• [OBJECTIVE] Retype each entry below, keeping every character the same.
——
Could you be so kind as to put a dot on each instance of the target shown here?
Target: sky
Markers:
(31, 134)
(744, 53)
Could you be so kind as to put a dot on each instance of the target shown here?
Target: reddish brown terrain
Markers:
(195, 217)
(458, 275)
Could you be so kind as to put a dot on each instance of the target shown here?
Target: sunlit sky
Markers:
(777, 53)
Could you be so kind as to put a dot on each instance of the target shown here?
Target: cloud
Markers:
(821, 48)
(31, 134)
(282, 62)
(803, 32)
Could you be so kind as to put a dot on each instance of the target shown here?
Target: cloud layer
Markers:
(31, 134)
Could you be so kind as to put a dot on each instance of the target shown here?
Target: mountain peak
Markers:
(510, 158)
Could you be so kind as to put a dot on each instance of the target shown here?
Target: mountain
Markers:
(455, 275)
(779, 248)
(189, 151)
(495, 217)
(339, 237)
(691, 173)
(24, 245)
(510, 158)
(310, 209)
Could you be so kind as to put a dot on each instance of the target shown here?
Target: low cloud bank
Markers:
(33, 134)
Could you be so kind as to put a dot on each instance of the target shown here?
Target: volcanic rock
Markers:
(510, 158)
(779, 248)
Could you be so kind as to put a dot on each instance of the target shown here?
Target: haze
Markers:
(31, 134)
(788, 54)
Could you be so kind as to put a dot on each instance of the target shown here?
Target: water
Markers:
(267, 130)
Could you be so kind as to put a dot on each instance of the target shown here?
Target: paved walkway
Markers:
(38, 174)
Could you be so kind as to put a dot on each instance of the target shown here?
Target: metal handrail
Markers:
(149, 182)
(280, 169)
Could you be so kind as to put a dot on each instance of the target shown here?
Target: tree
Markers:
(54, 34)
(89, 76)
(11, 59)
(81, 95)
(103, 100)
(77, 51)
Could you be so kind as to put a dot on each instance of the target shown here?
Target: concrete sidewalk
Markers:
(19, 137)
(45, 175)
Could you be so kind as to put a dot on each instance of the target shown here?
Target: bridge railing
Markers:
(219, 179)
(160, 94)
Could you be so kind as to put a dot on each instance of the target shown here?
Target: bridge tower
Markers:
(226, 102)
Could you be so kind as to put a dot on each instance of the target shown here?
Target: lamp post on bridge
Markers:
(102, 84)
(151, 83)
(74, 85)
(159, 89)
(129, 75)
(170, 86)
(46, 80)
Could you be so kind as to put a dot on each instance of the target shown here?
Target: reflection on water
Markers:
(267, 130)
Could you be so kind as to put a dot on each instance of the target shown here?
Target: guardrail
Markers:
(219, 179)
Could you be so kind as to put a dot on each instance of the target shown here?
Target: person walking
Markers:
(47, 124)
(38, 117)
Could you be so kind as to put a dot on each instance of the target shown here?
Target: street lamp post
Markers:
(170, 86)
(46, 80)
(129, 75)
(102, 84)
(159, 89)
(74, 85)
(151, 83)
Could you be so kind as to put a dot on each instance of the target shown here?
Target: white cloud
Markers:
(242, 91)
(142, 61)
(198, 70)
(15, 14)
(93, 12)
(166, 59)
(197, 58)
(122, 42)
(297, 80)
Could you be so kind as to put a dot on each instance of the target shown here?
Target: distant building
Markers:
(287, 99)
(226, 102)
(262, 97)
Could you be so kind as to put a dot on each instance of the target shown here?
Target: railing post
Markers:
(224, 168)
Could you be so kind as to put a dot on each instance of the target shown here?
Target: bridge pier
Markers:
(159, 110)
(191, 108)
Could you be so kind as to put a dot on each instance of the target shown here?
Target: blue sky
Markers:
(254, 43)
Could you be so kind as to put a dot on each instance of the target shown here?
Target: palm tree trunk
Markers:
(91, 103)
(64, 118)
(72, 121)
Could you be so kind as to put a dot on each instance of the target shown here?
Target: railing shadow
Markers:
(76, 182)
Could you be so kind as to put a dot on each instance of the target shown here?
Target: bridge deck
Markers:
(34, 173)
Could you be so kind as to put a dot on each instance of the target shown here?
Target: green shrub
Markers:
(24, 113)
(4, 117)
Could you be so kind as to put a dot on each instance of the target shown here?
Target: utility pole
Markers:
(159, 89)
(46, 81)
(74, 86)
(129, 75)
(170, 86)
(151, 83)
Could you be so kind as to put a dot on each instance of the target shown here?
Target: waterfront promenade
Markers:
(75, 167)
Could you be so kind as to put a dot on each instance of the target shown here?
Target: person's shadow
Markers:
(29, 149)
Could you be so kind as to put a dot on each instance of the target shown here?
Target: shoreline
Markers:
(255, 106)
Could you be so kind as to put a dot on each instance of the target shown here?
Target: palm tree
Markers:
——
• [SOLUTION TO THE PROBLEM]
Could you be so kind as to put a dot on each instance of the target shown here?
Target: sky
Markers:
(31, 134)
(744, 53)
Could you be so kind as to put a dot on each instance of the target shown here?
Target: reddish brown terrain
Markers:
(195, 217)
(458, 275)
Could you be so kind as to put a dot on each instance of the target shown here?
Target: sunlit sky
Markers:
(777, 53)
Could you be so kind as to put a dot on each instance of the target shown here?
Target: cloud
Markers:
(821, 48)
(31, 134)
(282, 62)
(803, 32)
Could you be so kind as to put a dot on each instance of the target shown here?
Target: cloud layer
Markers:
(31, 134)
Could you be so kind as to put a dot on each instance of the target shown here?
Target: mountain peak
Markers:
(510, 158)
Could you be so kind as to put a dot on each instance of the target shown here?
Target: mountain
Markers:
(455, 275)
(779, 248)
(189, 151)
(495, 217)
(339, 237)
(691, 173)
(24, 245)
(510, 158)
(310, 209)
Could you be so kind as to put a dot on each instance of the target shown here?
Target: low cloud bank
Markers:
(33, 134)
Could you be so kind as to put a dot on each instance of the target shown here?
Target: volcanic rock
Markers:
(510, 158)
(779, 248)
Could you be so kind as to put a dot on each instance of the target shown here?
Target: haze
Markers:
(31, 134)
(788, 54)
Could you be so kind as to put a dot on each instance of the target shown here?
Target: water
Markers:
(267, 130)
Could you be so kind as to put a dot on each instance of the target shown here?
Target: paved walkway
Markers:
(38, 174)
Could you be so kind as to put a dot on each instance of the target shown here?
Target: metal handrail
Markers:
(149, 182)
(280, 169)
Could you be so kind as to put a dot on each instance of the target shown here?
Target: tree
Markers:
(54, 34)
(89, 76)
(11, 59)
(81, 95)
(103, 100)
(77, 51)
Could you be so kind as to put a dot on each instance of the target shown here?
Target: concrete sidewalk
Markers:
(19, 137)
(45, 175)
Could you be so kind as to put a dot on each instance of the target shown here?
Target: bridge railing
Markers:
(219, 179)
(160, 94)
Could you be so kind as to put a dot on each instance of the target shown here?
Target: bridge tower
Markers:
(226, 102)
Could you be so kind as to put a dot on each instance of the target shown here?
Target: lamp post on bridge
Markers:
(102, 84)
(151, 83)
(74, 85)
(159, 89)
(129, 75)
(170, 86)
(46, 80)
Could you be so kind as to put a dot on each instance of the target shown here?
Target: reflection on water
Markers:
(267, 130)
Could you be so kind as to put a dot on each instance of the target shown here?
Target: guardrail
Markers:
(219, 179)
Could you be so kind as to put a dot on each instance of the target shown here?
Target: person walking
Markers:
(47, 124)
(38, 117)
Could you be so kind as to put a dot on each instance of the target shown here?
Target: street lamp post
Markers:
(170, 86)
(46, 80)
(129, 75)
(102, 84)
(159, 89)
(74, 85)
(151, 83)
Could you be so kind as to put a dot on each instance of the target shown here?
Target: white cloud
Markers:
(242, 91)
(142, 61)
(198, 70)
(15, 14)
(93, 12)
(166, 59)
(197, 58)
(122, 42)
(297, 80)
Could you be so kind as to put a dot on each instance of the target shown here?
Target: distant building
Markers:
(287, 99)
(226, 102)
(262, 97)
Could you be so kind as to put a dot on each instance of the target shown here?
Target: railing post
Markers:
(224, 168)
Could you be so kind as to put a dot on each instance of the target shown here?
Target: bridge pier
Markers:
(159, 110)
(191, 108)
Could you be so kind as to put a dot on each instance of the target shown here?
Target: blue sky
Markers:
(254, 43)
Could you be so kind as to put a dot on each instance of the target shown here?
Target: palm tree trunk
Markers:
(91, 103)
(64, 118)
(72, 121)
Could you be so kind as to put a dot on each instance of the target shown here?
Target: railing shadow
Markers:
(76, 182)
Could you be so kind as to put a dot on each instance of the target shown here?
Target: bridge deck
Markers:
(34, 173)
Could you be so kind as to put a dot on each instance of the target shown here?
Target: green shrub
Markers:
(24, 113)
(4, 117)
Could you be so kind as to put a dot on each instance of the target shown here?
Target: utility pole
Markers:
(159, 89)
(46, 81)
(74, 86)
(129, 75)
(170, 86)
(151, 83)
Could you be so kind as to put a dot on each instance of the target shown here?
Target: waterfront promenade
Markers:
(75, 167)
Could you be so kind as to put a dot on each instance of the target shown here?
Target: person's shadow
Markers:
(29, 149)
Could you be so kind as to put a dot on each instance of the target shown here?
Target: shoreline
Markers:
(255, 106)
Could you be so kind as to put a dot on each instance of the target shown here?
Target: palm tree
Markers:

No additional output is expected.